BEGIN Excerpted passage

// reference

Troubleshooting & FAQ

Common failures and how to clear them, a plain account of what is and isn't done yet, and quick answers.

// 01

Troubleshooting

the usual suspects

Loss is NaN or diverging

Gradient clipping with NaN/Inf detection is on by default. If it still blows up: lower --lr, increase --warmup, and check your data. --bf16-matmul exists for genuine FP16 overflow, but it has coarser precision and can destabilize an otherwise-healthy run — reach for it last.

Out of memory

In order: lower --batch-size / --seq-len, add --grad-accum, turn on --gradient-checkpointing, then --fused-ce and --fp16-activations. See Performance & tuning.

Throughput is terrible

Build with cargo build --release. The hardware simdgroup matmul is on by default; a debug build or a fallback path is many times slower.

CUDA build

Install the CUDA toolkit (12.x) and build with --no-default-features --features cuda. The Metal path is the default on macOS and needs no setup.

// 02

Limitations & roadmap

what's done, what isn't

Smedjan is one engineer's engine, and it says so. The honest state:

  • safetensors import reads F32, BF16, and F16, and config.json maps straight to a Smedjan model via import-hf. Export works too.
  • GGUF export covers f32, q8_0, and q4_0 as standard GGML blocks (norms stay f32).
  • Faithful bit-exact HuggingFace inference parity is still on the roadmap. The config.json → model + BF16/F16 import path works for continued training; reproducing HF inference to the bit (half-split RoPE, fixed QK-norm) is a separate, deliberate divergence that continued training adapts away.
  • RWKV and block-sparse both train. The RWKV WKV now uses a numerically-stable decay form and converges at long sequence; block-sparse trains like dense. --ssm and --linear-attn train as well.

END Excerpted passage

What you will do:
1: According to the troubleshooting page, which formats does GGUF export cover?
2: From the troubleshooting page, retype the passage starting at "Throughput is terrible" and ending at "many times slower.".
Nothing in the records is required here.

BEGIN Information shown

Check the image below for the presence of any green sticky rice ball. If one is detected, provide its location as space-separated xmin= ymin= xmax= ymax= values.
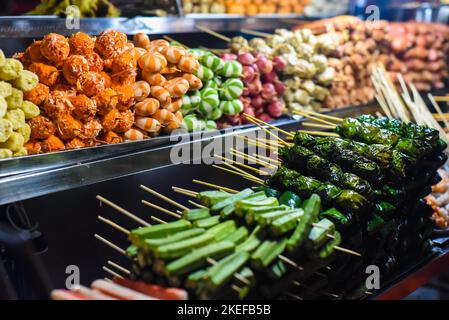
xmin=13 ymin=147 xmax=28 ymax=157
xmin=5 ymin=109 xmax=25 ymax=130
xmin=6 ymin=88 xmax=23 ymax=109
xmin=16 ymin=123 xmax=31 ymax=143
xmin=0 ymin=119 xmax=13 ymax=142
xmin=0 ymin=96 xmax=8 ymax=118
xmin=0 ymin=58 xmax=23 ymax=81
xmin=0 ymin=132 xmax=25 ymax=152
xmin=0 ymin=149 xmax=12 ymax=159
xmin=21 ymin=100 xmax=41 ymax=120
xmin=0 ymin=81 xmax=12 ymax=98
xmin=12 ymin=70 xmax=39 ymax=92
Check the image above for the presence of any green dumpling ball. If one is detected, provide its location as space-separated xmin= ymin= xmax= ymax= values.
xmin=0 ymin=132 xmax=25 ymax=152
xmin=0 ymin=58 xmax=23 ymax=81
xmin=0 ymin=149 xmax=13 ymax=159
xmin=12 ymin=70 xmax=39 ymax=92
xmin=16 ymin=123 xmax=31 ymax=143
xmin=6 ymin=88 xmax=23 ymax=109
xmin=21 ymin=100 xmax=40 ymax=120
xmin=0 ymin=81 xmax=12 ymax=98
xmin=0 ymin=119 xmax=13 ymax=143
xmin=5 ymin=109 xmax=25 ymax=130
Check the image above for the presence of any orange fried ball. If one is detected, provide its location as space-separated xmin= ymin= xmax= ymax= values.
xmin=43 ymin=91 xmax=73 ymax=119
xmin=23 ymin=83 xmax=50 ymax=106
xmin=71 ymin=94 xmax=97 ymax=121
xmin=41 ymin=33 xmax=70 ymax=66
xmin=28 ymin=115 xmax=56 ymax=139
xmin=62 ymin=54 xmax=89 ymax=85
xmin=65 ymin=138 xmax=86 ymax=149
xmin=41 ymin=135 xmax=65 ymax=152
xmin=114 ymin=110 xmax=134 ymax=133
xmin=56 ymin=114 xmax=81 ymax=140
xmin=78 ymin=118 xmax=103 ymax=143
xmin=92 ymin=88 xmax=118 ymax=115
xmin=95 ymin=30 xmax=128 ymax=59
xmin=28 ymin=62 xmax=59 ymax=87
xmin=76 ymin=71 xmax=106 ymax=97
xmin=69 ymin=32 xmax=95 ymax=55
xmin=83 ymin=52 xmax=104 ymax=72
xmin=103 ymin=131 xmax=123 ymax=144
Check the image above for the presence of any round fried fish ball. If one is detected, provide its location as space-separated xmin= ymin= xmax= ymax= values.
xmin=41 ymin=135 xmax=65 ymax=152
xmin=0 ymin=132 xmax=25 ymax=152
xmin=16 ymin=123 xmax=31 ymax=142
xmin=0 ymin=149 xmax=13 ymax=159
xmin=95 ymin=29 xmax=128 ymax=59
xmin=28 ymin=62 xmax=59 ymax=87
xmin=84 ymin=52 xmax=104 ymax=72
xmin=23 ymin=83 xmax=50 ymax=106
xmin=0 ymin=81 xmax=12 ymax=98
xmin=92 ymin=88 xmax=118 ymax=115
xmin=28 ymin=115 xmax=56 ymax=139
xmin=13 ymin=147 xmax=28 ymax=157
xmin=0 ymin=119 xmax=13 ymax=142
xmin=69 ymin=32 xmax=95 ymax=55
xmin=71 ymin=94 xmax=97 ymax=120
xmin=5 ymin=109 xmax=25 ymax=130
xmin=0 ymin=96 xmax=8 ymax=118
xmin=114 ymin=110 xmax=134 ymax=133
xmin=65 ymin=138 xmax=86 ymax=149
xmin=5 ymin=88 xmax=23 ymax=109
xmin=20 ymin=100 xmax=41 ymax=120
xmin=0 ymin=58 xmax=23 ymax=81
xmin=41 ymin=33 xmax=70 ymax=66
xmin=76 ymin=71 xmax=106 ymax=97
xmin=62 ymin=54 xmax=89 ymax=85
xmin=12 ymin=70 xmax=39 ymax=92
xmin=56 ymin=114 xmax=81 ymax=140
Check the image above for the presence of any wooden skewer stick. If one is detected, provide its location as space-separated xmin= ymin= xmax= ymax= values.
xmin=94 ymin=234 xmax=128 ymax=257
xmin=192 ymin=179 xmax=239 ymax=193
xmin=140 ymin=184 xmax=188 ymax=210
xmin=102 ymin=266 xmax=125 ymax=279
xmin=108 ymin=260 xmax=131 ymax=274
xmin=195 ymin=24 xmax=231 ymax=42
xmin=240 ymin=28 xmax=273 ymax=38
xmin=97 ymin=195 xmax=151 ymax=227
xmin=187 ymin=200 xmax=207 ymax=209
xmin=298 ymin=130 xmax=339 ymax=137
xmin=244 ymin=113 xmax=291 ymax=136
xmin=142 ymin=200 xmax=180 ymax=218
xmin=97 ymin=216 xmax=130 ymax=235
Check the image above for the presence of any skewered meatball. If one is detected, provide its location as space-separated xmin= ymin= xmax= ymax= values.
xmin=71 ymin=94 xmax=97 ymax=121
xmin=84 ymin=52 xmax=104 ymax=72
xmin=69 ymin=32 xmax=95 ymax=55
xmin=41 ymin=135 xmax=65 ymax=152
xmin=114 ymin=110 xmax=134 ymax=133
xmin=23 ymin=83 xmax=50 ymax=106
xmin=62 ymin=54 xmax=89 ymax=85
xmin=28 ymin=62 xmax=59 ymax=87
xmin=28 ymin=116 xmax=56 ymax=139
xmin=95 ymin=30 xmax=128 ymax=59
xmin=92 ymin=88 xmax=118 ymax=115
xmin=56 ymin=114 xmax=81 ymax=140
xmin=76 ymin=71 xmax=106 ymax=97
xmin=41 ymin=33 xmax=70 ymax=66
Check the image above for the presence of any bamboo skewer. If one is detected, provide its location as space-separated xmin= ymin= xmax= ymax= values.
xmin=195 ymin=24 xmax=231 ymax=42
xmin=142 ymin=200 xmax=180 ymax=218
xmin=192 ymin=179 xmax=238 ymax=193
xmin=140 ymin=184 xmax=188 ymax=210
xmin=97 ymin=195 xmax=151 ymax=227
xmin=94 ymin=234 xmax=128 ymax=257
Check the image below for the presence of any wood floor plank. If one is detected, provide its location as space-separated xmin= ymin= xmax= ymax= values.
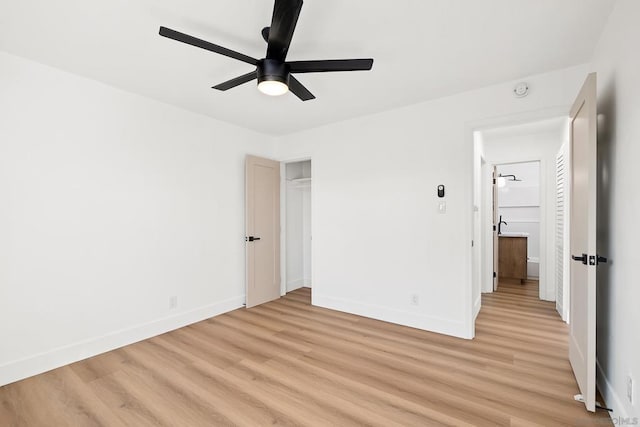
xmin=0 ymin=280 xmax=611 ymax=427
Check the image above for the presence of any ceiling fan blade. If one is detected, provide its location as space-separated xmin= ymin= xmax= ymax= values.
xmin=160 ymin=27 xmax=258 ymax=65
xmin=289 ymin=76 xmax=316 ymax=101
xmin=287 ymin=58 xmax=373 ymax=73
xmin=211 ymin=71 xmax=258 ymax=91
xmin=267 ymin=0 xmax=302 ymax=62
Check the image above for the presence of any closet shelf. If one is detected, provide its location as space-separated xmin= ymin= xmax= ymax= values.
xmin=289 ymin=178 xmax=311 ymax=184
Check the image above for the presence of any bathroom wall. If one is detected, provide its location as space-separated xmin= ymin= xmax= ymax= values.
xmin=497 ymin=162 xmax=540 ymax=278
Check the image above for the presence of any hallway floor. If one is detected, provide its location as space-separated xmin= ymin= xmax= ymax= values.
xmin=0 ymin=283 xmax=611 ymax=427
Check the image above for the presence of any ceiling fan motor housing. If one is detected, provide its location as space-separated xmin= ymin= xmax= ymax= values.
xmin=257 ymin=58 xmax=289 ymax=86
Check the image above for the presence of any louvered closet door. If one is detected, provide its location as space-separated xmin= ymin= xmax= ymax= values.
xmin=555 ymin=147 xmax=566 ymax=319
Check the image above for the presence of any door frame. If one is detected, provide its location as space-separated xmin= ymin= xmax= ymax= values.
xmin=464 ymin=104 xmax=571 ymax=338
xmin=279 ymin=155 xmax=315 ymax=300
xmin=484 ymin=157 xmax=554 ymax=294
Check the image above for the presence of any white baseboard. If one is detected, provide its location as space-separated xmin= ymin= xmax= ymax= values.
xmin=473 ymin=295 xmax=482 ymax=322
xmin=0 ymin=295 xmax=245 ymax=386
xmin=312 ymin=292 xmax=473 ymax=339
xmin=596 ymin=361 xmax=629 ymax=424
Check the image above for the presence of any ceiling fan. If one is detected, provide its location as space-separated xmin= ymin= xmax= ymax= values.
xmin=160 ymin=0 xmax=373 ymax=101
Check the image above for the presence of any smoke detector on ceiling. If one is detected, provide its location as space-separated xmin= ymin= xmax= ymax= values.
xmin=513 ymin=82 xmax=529 ymax=98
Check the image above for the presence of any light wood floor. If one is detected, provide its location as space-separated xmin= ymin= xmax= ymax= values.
xmin=0 ymin=282 xmax=608 ymax=427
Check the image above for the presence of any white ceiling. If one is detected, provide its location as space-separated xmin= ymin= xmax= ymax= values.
xmin=0 ymin=0 xmax=615 ymax=135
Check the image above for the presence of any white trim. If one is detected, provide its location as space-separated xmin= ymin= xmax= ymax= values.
xmin=313 ymin=292 xmax=473 ymax=339
xmin=0 ymin=295 xmax=245 ymax=386
xmin=473 ymin=298 xmax=482 ymax=321
xmin=596 ymin=359 xmax=629 ymax=423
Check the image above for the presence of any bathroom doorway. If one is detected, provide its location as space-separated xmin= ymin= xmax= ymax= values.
xmin=473 ymin=117 xmax=568 ymax=306
xmin=494 ymin=161 xmax=542 ymax=298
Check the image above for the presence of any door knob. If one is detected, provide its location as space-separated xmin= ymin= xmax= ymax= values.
xmin=571 ymin=254 xmax=587 ymax=265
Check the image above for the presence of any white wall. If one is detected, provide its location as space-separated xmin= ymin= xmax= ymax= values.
xmin=0 ymin=53 xmax=273 ymax=385
xmin=278 ymin=66 xmax=586 ymax=338
xmin=591 ymin=0 xmax=640 ymax=424
xmin=471 ymin=132 xmax=485 ymax=318
xmin=497 ymin=162 xmax=540 ymax=278
xmin=482 ymin=127 xmax=564 ymax=301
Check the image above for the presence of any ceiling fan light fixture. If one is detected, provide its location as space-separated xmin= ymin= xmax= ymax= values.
xmin=256 ymin=59 xmax=289 ymax=96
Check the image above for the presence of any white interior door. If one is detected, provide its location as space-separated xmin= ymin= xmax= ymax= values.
xmin=569 ymin=73 xmax=598 ymax=411
xmin=245 ymin=156 xmax=280 ymax=308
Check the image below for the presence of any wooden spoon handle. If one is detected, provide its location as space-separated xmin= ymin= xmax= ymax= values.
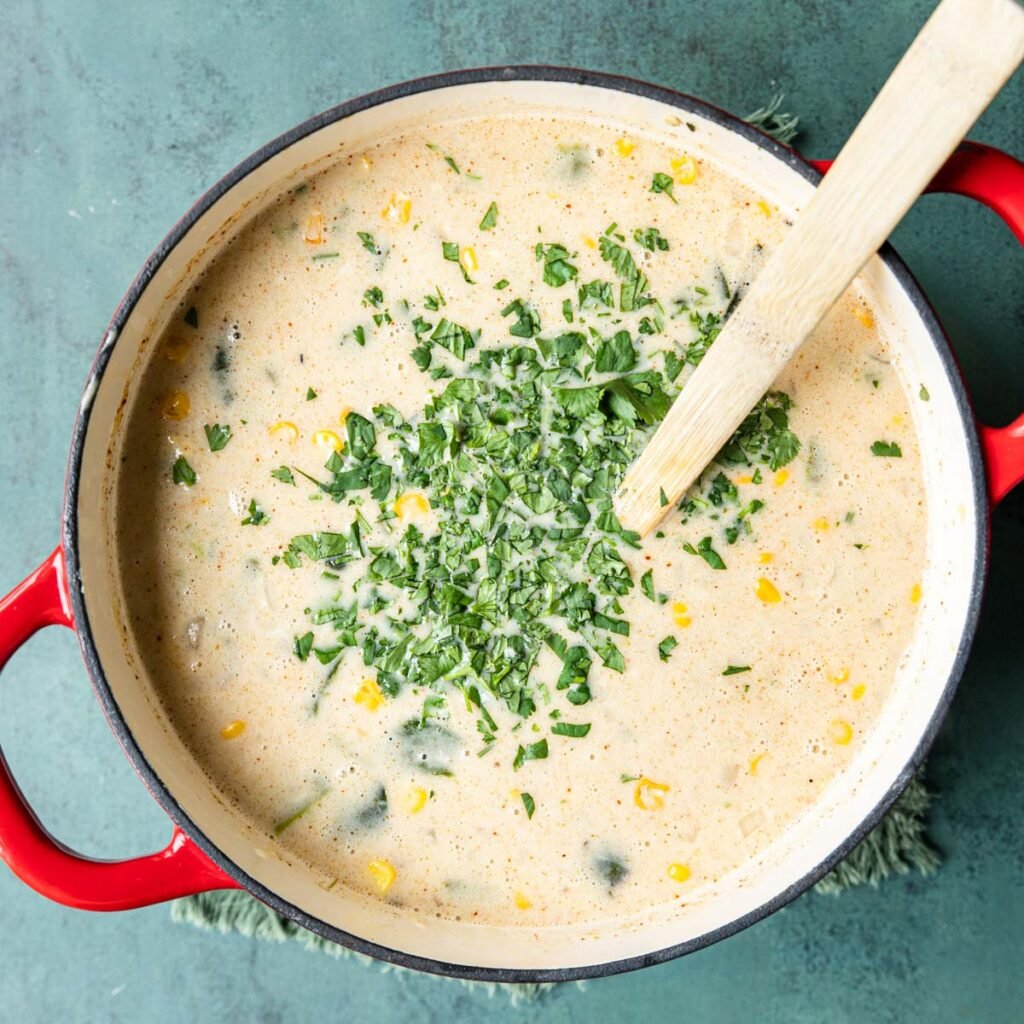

END Information shown

Full answers:
1: f32, q8_0, and q4_0, as standard GGML blocks.

2:
Throughput is terrible

Build with cargo build --release. The hardware simdgroup matmul is on by default; a debug build or a fallback path is many times slower.